Quote the entire listing below word for word, and leave the pictures out of your answer.
═══ Data in this exercise
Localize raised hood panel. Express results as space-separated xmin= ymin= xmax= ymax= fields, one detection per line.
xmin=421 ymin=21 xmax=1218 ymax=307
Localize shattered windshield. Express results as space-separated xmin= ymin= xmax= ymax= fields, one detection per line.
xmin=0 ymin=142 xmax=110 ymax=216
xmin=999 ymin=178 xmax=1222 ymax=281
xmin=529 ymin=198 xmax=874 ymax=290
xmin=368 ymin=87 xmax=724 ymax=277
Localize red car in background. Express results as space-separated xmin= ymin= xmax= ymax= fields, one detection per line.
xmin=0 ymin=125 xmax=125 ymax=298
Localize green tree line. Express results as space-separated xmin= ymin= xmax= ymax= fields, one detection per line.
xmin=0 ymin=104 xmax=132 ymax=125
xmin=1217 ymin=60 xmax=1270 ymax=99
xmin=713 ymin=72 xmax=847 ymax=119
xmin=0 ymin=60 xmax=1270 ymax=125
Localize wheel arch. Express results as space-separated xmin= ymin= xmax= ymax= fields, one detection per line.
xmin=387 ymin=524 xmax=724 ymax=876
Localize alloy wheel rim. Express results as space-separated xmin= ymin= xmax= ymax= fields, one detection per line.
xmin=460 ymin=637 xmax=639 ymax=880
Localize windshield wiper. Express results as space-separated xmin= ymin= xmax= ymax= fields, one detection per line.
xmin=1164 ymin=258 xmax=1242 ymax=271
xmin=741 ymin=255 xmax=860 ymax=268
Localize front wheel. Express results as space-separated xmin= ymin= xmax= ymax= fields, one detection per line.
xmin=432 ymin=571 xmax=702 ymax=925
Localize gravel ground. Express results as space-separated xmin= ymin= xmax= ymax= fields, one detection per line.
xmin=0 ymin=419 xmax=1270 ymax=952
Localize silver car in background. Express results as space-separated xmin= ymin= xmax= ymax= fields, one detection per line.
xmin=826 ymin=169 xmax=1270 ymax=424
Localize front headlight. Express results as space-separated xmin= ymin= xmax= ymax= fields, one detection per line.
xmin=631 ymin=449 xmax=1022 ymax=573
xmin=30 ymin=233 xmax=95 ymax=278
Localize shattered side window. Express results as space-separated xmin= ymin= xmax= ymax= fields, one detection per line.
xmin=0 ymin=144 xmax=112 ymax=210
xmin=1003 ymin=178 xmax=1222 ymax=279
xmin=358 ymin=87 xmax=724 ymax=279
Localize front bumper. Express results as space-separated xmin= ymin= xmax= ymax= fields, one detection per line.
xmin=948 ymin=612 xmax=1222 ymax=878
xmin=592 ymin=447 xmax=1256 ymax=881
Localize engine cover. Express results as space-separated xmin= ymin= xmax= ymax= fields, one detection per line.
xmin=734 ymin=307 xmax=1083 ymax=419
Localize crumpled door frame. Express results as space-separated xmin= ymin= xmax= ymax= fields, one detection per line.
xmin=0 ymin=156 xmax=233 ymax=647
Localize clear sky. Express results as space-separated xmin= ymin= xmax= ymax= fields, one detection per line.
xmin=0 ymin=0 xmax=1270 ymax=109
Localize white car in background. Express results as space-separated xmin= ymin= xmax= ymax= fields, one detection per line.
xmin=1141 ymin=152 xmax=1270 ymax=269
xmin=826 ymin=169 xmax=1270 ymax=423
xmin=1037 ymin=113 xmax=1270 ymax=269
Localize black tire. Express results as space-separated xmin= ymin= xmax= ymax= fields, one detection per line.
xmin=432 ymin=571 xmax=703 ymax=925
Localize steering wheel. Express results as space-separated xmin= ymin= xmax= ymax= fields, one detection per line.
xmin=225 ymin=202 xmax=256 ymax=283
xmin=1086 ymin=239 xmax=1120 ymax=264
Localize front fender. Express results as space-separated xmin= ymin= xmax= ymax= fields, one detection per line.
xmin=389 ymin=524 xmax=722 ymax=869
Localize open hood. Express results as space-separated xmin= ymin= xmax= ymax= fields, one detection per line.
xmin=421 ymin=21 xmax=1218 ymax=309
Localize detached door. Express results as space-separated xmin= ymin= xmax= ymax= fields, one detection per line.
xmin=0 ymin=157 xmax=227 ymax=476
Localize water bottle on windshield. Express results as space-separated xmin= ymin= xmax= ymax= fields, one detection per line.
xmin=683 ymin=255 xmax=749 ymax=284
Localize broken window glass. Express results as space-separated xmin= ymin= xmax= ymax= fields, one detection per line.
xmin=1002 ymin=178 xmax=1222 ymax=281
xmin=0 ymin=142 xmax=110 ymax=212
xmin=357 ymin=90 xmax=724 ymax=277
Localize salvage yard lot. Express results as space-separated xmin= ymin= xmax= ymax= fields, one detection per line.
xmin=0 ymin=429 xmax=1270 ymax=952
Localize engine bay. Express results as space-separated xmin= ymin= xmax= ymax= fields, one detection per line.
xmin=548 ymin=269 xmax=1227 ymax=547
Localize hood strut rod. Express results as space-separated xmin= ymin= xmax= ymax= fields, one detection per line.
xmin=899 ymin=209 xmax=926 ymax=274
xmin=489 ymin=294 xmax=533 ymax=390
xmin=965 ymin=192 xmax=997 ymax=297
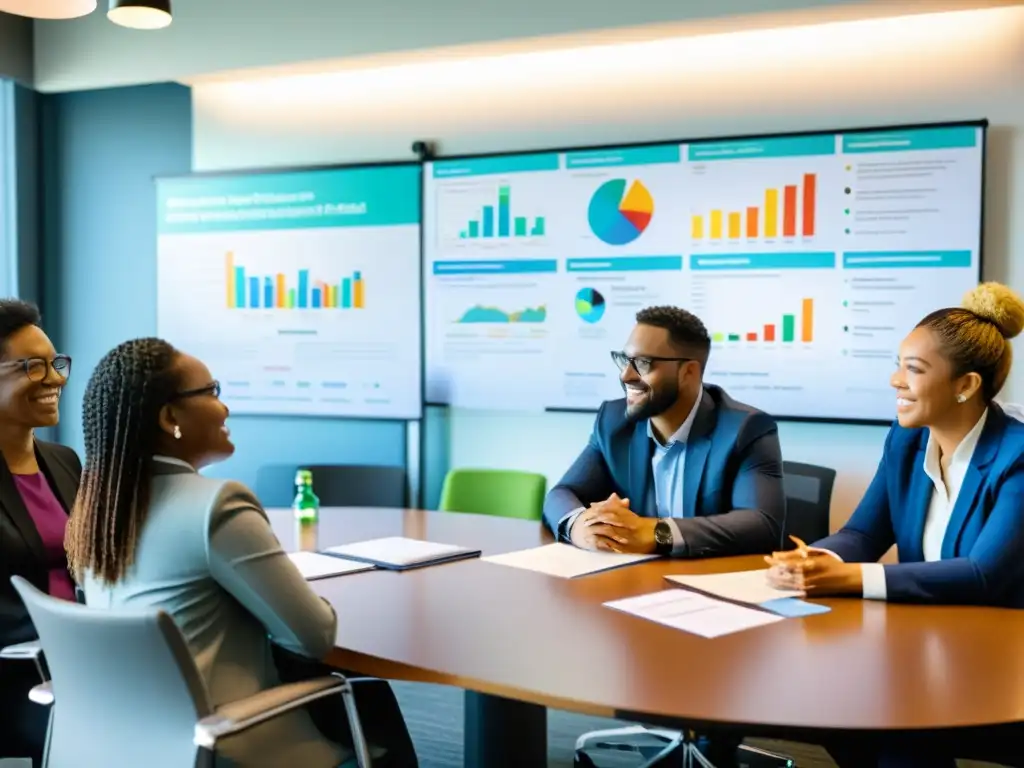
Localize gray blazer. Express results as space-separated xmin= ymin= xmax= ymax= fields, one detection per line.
xmin=82 ymin=460 xmax=349 ymax=768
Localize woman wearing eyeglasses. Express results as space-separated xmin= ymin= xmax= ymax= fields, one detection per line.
xmin=0 ymin=299 xmax=82 ymax=764
xmin=68 ymin=339 xmax=416 ymax=768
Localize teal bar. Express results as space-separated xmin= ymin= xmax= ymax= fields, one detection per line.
xmin=565 ymin=144 xmax=682 ymax=168
xmin=157 ymin=165 xmax=423 ymax=234
xmin=843 ymin=125 xmax=981 ymax=155
xmin=843 ymin=251 xmax=973 ymax=269
xmin=565 ymin=256 xmax=683 ymax=272
xmin=690 ymin=252 xmax=836 ymax=271
xmin=686 ymin=133 xmax=836 ymax=162
xmin=433 ymin=153 xmax=561 ymax=178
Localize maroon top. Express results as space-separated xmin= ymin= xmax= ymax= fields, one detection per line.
xmin=13 ymin=472 xmax=75 ymax=601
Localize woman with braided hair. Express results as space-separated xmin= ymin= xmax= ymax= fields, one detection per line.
xmin=0 ymin=299 xmax=82 ymax=765
xmin=67 ymin=338 xmax=416 ymax=768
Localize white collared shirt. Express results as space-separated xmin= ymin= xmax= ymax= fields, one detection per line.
xmin=860 ymin=409 xmax=988 ymax=600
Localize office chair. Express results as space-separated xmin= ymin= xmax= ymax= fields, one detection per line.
xmin=573 ymin=462 xmax=836 ymax=768
xmin=438 ymin=469 xmax=548 ymax=520
xmin=4 ymin=577 xmax=372 ymax=768
xmin=256 ymin=464 xmax=409 ymax=507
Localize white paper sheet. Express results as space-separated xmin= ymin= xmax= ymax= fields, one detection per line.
xmin=324 ymin=536 xmax=468 ymax=565
xmin=666 ymin=568 xmax=804 ymax=605
xmin=482 ymin=544 xmax=656 ymax=579
xmin=605 ymin=589 xmax=782 ymax=638
xmin=288 ymin=552 xmax=374 ymax=581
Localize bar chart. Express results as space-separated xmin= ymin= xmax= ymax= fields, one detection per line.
xmin=224 ymin=251 xmax=366 ymax=309
xmin=459 ymin=184 xmax=545 ymax=240
xmin=711 ymin=299 xmax=814 ymax=344
xmin=690 ymin=173 xmax=818 ymax=244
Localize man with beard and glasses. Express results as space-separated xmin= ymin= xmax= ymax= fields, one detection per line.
══════
Exercise result:
Localize raised hood panel. Express results as space-separated xmin= ymin= xmax= ymax= fields, one detection per line.
xmin=421 ymin=21 xmax=1218 ymax=307
Localize shattered windshield. Express results as space-separated xmin= ymin= xmax= ymax= fields, one detection per line.
xmin=0 ymin=142 xmax=110 ymax=216
xmin=999 ymin=178 xmax=1222 ymax=281
xmin=529 ymin=198 xmax=874 ymax=290
xmin=368 ymin=87 xmax=724 ymax=277
Localize red car in background. Express results as space-separated xmin= ymin= xmax= ymax= fields, one detection per line.
xmin=0 ymin=125 xmax=125 ymax=298
Localize green tree line. Express results as space-separated xmin= ymin= xmax= ymax= fields, one detection per line.
xmin=0 ymin=104 xmax=132 ymax=125
xmin=1217 ymin=60 xmax=1270 ymax=99
xmin=713 ymin=72 xmax=847 ymax=119
xmin=0 ymin=60 xmax=1270 ymax=125
Localize wheel arch. Express results as space-separated xmin= ymin= xmax= ymax= fields, one detection per line.
xmin=387 ymin=524 xmax=724 ymax=876
Localize alloy wheel rim. Express results as space-separated xmin= ymin= xmax= ymax= fields, one detection per line.
xmin=460 ymin=637 xmax=639 ymax=880
Localize windshield wiper. Express results as space-separated xmin= ymin= xmax= ymax= fields, one detection per line.
xmin=1164 ymin=258 xmax=1242 ymax=271
xmin=741 ymin=255 xmax=860 ymax=268
Localize front wheel. Express results as space-separated xmin= ymin= xmax= ymax= fields, one detection per line.
xmin=432 ymin=571 xmax=702 ymax=925
Localize gravel ground. Express results as space-separated xmin= ymin= xmax= ymax= fields, one detection per line.
xmin=0 ymin=419 xmax=1270 ymax=952
Localize silver car in background. Express results as space-separated xmin= ymin= xmax= ymax= fields, one detection per line.
xmin=826 ymin=169 xmax=1270 ymax=424
Localize front headlight. Express results as space-separated xmin= ymin= xmax= ymax= fields, one detection per line.
xmin=631 ymin=449 xmax=1022 ymax=573
xmin=30 ymin=233 xmax=95 ymax=278
Localize shattered side window. Express results as space-separated xmin= ymin= xmax= ymax= fields, one detection per line.
xmin=0 ymin=144 xmax=112 ymax=210
xmin=1003 ymin=178 xmax=1222 ymax=279
xmin=358 ymin=87 xmax=724 ymax=279
Localize front bumper. Express results as space-separated xmin= ymin= xmax= ymax= fields, one detection per line.
xmin=948 ymin=612 xmax=1222 ymax=878
xmin=592 ymin=447 xmax=1256 ymax=881
Localize engine cover. Express results as space-separated xmin= ymin= xmax= ymax= fields, one detection per line.
xmin=734 ymin=307 xmax=1083 ymax=419
Localize crumpled door frame. Express results as space-separated xmin= ymin= xmax= ymax= fields, one detection per line.
xmin=0 ymin=156 xmax=233 ymax=647
Localize clear sky. Express results as space-separated xmin= ymin= xmax= ymax= fields, one detection per line.
xmin=0 ymin=0 xmax=1270 ymax=109
Localize white car in background. Express results as space-separated xmin= ymin= xmax= ymax= fields, one detection per line.
xmin=1141 ymin=152 xmax=1270 ymax=269
xmin=826 ymin=169 xmax=1270 ymax=423
xmin=1037 ymin=113 xmax=1270 ymax=269
Localize black tire. Express results as space-separated xmin= ymin= xmax= ymax= fields, one detection per line.
xmin=432 ymin=571 xmax=703 ymax=925
Localize steering wheel. Express results as space-separated xmin= ymin= xmax= ymax= fields, one detection per line.
xmin=225 ymin=202 xmax=256 ymax=283
xmin=1086 ymin=239 xmax=1120 ymax=264
Localize front fender. Express results as space-separated xmin= ymin= xmax= ymax= fields, one detection per line.
xmin=389 ymin=524 xmax=722 ymax=869
Localize open hood. Express results as space-separated xmin= ymin= xmax= ymax= fields, one detection per line.
xmin=421 ymin=21 xmax=1218 ymax=309
Localize detached door. Express results as space-separated xmin= ymin= xmax= ymax= fields, one detection per line.
xmin=0 ymin=157 xmax=227 ymax=476
Localize water bottle on windshield. Express results as space-separated xmin= ymin= xmax= ymax= fields, one detection per line.
xmin=683 ymin=255 xmax=749 ymax=284
Localize broken window glass. Express results as space-separated xmin= ymin= xmax= ymax= fields, one detection per line.
xmin=1002 ymin=178 xmax=1222 ymax=281
xmin=0 ymin=142 xmax=110 ymax=212
xmin=357 ymin=90 xmax=724 ymax=277
Localize salvage yard lot. Express results as space-separated xmin= ymin= xmax= ymax= fields, one detection per line.
xmin=0 ymin=429 xmax=1270 ymax=952
Localize engine bay. Express results as space-separated xmin= ymin= xmax= ymax= fields, one detection per line.
xmin=548 ymin=269 xmax=1227 ymax=547
Localize hood strut rod. Express results as space-separated xmin= ymin= xmax= ymax= fields, one detection per line.
xmin=899 ymin=209 xmax=926 ymax=274
xmin=489 ymin=294 xmax=533 ymax=390
xmin=965 ymin=192 xmax=997 ymax=297
Localize gray blazer. Express results as space-separated xmin= ymin= xmax= ymax= fields, one detection per line.
xmin=82 ymin=460 xmax=349 ymax=768
Localize woman wearing eyeglasses. Express results as space-separated xmin= ymin= xmax= ymax= fields, one detection per line.
xmin=0 ymin=299 xmax=82 ymax=764
xmin=68 ymin=339 xmax=416 ymax=768
Localize teal bar. Express results as space-separated xmin= ymin= xmax= ymax= fields, one detection per line.
xmin=565 ymin=144 xmax=682 ymax=168
xmin=157 ymin=165 xmax=423 ymax=234
xmin=843 ymin=125 xmax=981 ymax=155
xmin=843 ymin=251 xmax=973 ymax=269
xmin=565 ymin=256 xmax=683 ymax=272
xmin=690 ymin=252 xmax=836 ymax=271
xmin=686 ymin=133 xmax=836 ymax=162
xmin=433 ymin=153 xmax=561 ymax=178
Localize maroon top. Express results as space-separated xmin= ymin= xmax= ymax= fields, one detection per line.
xmin=13 ymin=472 xmax=75 ymax=601
Localize woman with braided hair. Express results as space-separated xmin= ymin= xmax= ymax= fields, one detection per line.
xmin=0 ymin=299 xmax=82 ymax=765
xmin=67 ymin=338 xmax=416 ymax=768
Localize white collared shirt. Express results as space-separated xmin= ymin= xmax= ymax= fields, one detection per line.
xmin=860 ymin=409 xmax=988 ymax=600
Localize office chair. Express results as space-separated xmin= ymin= xmax= ymax= fields, one detection per line.
xmin=573 ymin=462 xmax=836 ymax=768
xmin=438 ymin=469 xmax=548 ymax=520
xmin=4 ymin=577 xmax=372 ymax=768
xmin=256 ymin=464 xmax=409 ymax=507
Localize white paper sheet. Express results as space-separated xmin= ymin= xmax= ymax= fields, one detection per line.
xmin=324 ymin=536 xmax=468 ymax=565
xmin=666 ymin=568 xmax=804 ymax=605
xmin=482 ymin=544 xmax=656 ymax=579
xmin=605 ymin=589 xmax=782 ymax=638
xmin=288 ymin=552 xmax=374 ymax=581
Localize bar chart. Express results as space-separated xmin= ymin= xmax= ymax= fields, one detection per line.
xmin=224 ymin=251 xmax=366 ymax=309
xmin=459 ymin=184 xmax=545 ymax=240
xmin=711 ymin=299 xmax=814 ymax=344
xmin=690 ymin=173 xmax=818 ymax=244
Localize man with beard and glasses. Express results as space-separated xmin= ymin= xmax= ymax= fields, one detection per line.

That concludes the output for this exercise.